## What you should do
Reproduce every line of the data below verbatim, omitting the pictures.

---------- The input ----------

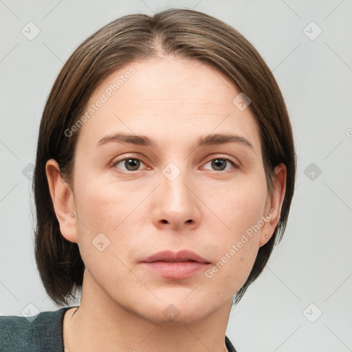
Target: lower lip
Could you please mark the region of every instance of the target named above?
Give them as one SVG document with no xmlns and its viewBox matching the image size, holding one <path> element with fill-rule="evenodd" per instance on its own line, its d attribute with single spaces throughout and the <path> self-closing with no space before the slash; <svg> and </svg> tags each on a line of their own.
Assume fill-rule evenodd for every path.
<svg viewBox="0 0 352 352">
<path fill-rule="evenodd" d="M 143 263 L 148 269 L 166 278 L 186 278 L 204 270 L 208 263 L 198 261 Z"/>
</svg>

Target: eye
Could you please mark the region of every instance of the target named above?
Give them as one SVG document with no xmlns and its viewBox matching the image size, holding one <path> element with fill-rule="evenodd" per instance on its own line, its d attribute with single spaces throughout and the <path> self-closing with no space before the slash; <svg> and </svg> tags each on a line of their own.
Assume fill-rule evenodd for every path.
<svg viewBox="0 0 352 352">
<path fill-rule="evenodd" d="M 224 171 L 231 167 L 239 168 L 238 162 L 234 159 L 229 157 L 216 157 L 208 162 L 206 165 L 208 164 L 210 164 L 210 167 L 212 168 L 212 170 L 214 171 Z"/>
<path fill-rule="evenodd" d="M 126 171 L 136 171 L 138 170 L 141 164 L 144 165 L 144 164 L 140 159 L 134 157 L 129 157 L 118 160 L 113 166 L 116 168 L 122 168 Z"/>
</svg>

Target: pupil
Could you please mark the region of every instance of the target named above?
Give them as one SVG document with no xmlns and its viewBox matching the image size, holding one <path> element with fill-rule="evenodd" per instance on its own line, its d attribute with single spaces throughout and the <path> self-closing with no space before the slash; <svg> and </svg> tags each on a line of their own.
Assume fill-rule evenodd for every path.
<svg viewBox="0 0 352 352">
<path fill-rule="evenodd" d="M 212 162 L 212 166 L 217 171 L 224 170 L 226 166 L 226 161 L 223 159 L 215 159 Z"/>
<path fill-rule="evenodd" d="M 124 166 L 127 170 L 130 171 L 138 170 L 140 162 L 136 159 L 129 159 L 124 162 Z"/>
</svg>

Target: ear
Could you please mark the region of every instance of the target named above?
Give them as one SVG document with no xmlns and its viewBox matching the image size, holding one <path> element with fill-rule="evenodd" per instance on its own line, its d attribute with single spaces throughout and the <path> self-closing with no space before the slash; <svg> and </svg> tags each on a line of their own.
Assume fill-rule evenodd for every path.
<svg viewBox="0 0 352 352">
<path fill-rule="evenodd" d="M 267 201 L 262 217 L 264 225 L 261 230 L 259 247 L 264 245 L 272 237 L 280 220 L 281 208 L 286 190 L 286 166 L 280 164 L 274 168 L 274 190 Z"/>
<path fill-rule="evenodd" d="M 54 160 L 45 165 L 49 190 L 62 235 L 71 242 L 78 242 L 77 221 L 74 192 L 61 178 L 60 166 Z"/>
</svg>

----------

## Solution to this problem
Target: lower lip
Could you please mark the region of every instance of the target named above?
Give them as one SVG document with no xmlns and its viewBox matching the image size, holding one <path> element with fill-rule="evenodd" per instance on its own line, its d attribute with single spaces throughout and the <path> self-closing with no space before the slash; <svg> and </svg> tags each on a line of their own.
Assume fill-rule evenodd for every path.
<svg viewBox="0 0 352 352">
<path fill-rule="evenodd" d="M 143 263 L 148 269 L 166 278 L 186 278 L 204 270 L 208 263 L 198 261 Z"/>
</svg>

Target: eye
Could you please mark the region of every instance of the target named above?
Give them as one SVG document with no xmlns and its viewBox matching the image size, holding one <path> element with fill-rule="evenodd" per instance on its own line, its d attribute with single spaces throughout and the <path> self-closing with no space before the slash; <svg> and </svg> tags each on a line of their own.
Assume fill-rule evenodd for every path.
<svg viewBox="0 0 352 352">
<path fill-rule="evenodd" d="M 224 171 L 231 167 L 239 168 L 238 162 L 234 159 L 229 157 L 216 157 L 208 162 L 206 165 L 208 164 L 210 164 L 210 167 L 212 168 L 212 170 L 214 171 Z"/>
<path fill-rule="evenodd" d="M 126 171 L 136 171 L 138 170 L 141 164 L 144 165 L 144 164 L 140 159 L 134 157 L 129 157 L 118 160 L 113 166 L 116 168 L 122 168 Z"/>
</svg>

Target: pupil
Could you please mark the region of every instance of the target named above?
Give them as one SVG document with no xmlns and its viewBox matching the image size, holding one <path> element with fill-rule="evenodd" per instance on its own line, its d attribute with single spaces throughout and the <path> self-closing with no space before the slash; <svg> and </svg> tags each on a line of their own.
Assume fill-rule evenodd for every path.
<svg viewBox="0 0 352 352">
<path fill-rule="evenodd" d="M 212 162 L 212 166 L 217 171 L 224 170 L 226 166 L 226 161 L 223 159 L 215 159 Z"/>
<path fill-rule="evenodd" d="M 124 166 L 127 170 L 130 171 L 138 170 L 140 162 L 136 159 L 129 159 L 124 162 Z"/>
</svg>

Target: ear
Could you please mark the region of every instance of the target named above?
Give them as one SVG document with no xmlns and its viewBox matching the image size, holding one <path> element with fill-rule="evenodd" per instance on its own line, its d attribute with single spaces throughout and the <path> self-closing with no space before the slash; <svg> and </svg> tags each on a line of their own.
Assume fill-rule evenodd for every path.
<svg viewBox="0 0 352 352">
<path fill-rule="evenodd" d="M 267 201 L 262 217 L 264 225 L 261 230 L 259 247 L 264 245 L 272 237 L 280 220 L 281 208 L 286 190 L 286 166 L 280 164 L 274 168 L 274 190 Z"/>
<path fill-rule="evenodd" d="M 54 160 L 45 165 L 49 190 L 62 235 L 71 242 L 78 242 L 77 221 L 74 192 L 61 178 L 60 166 Z"/>
</svg>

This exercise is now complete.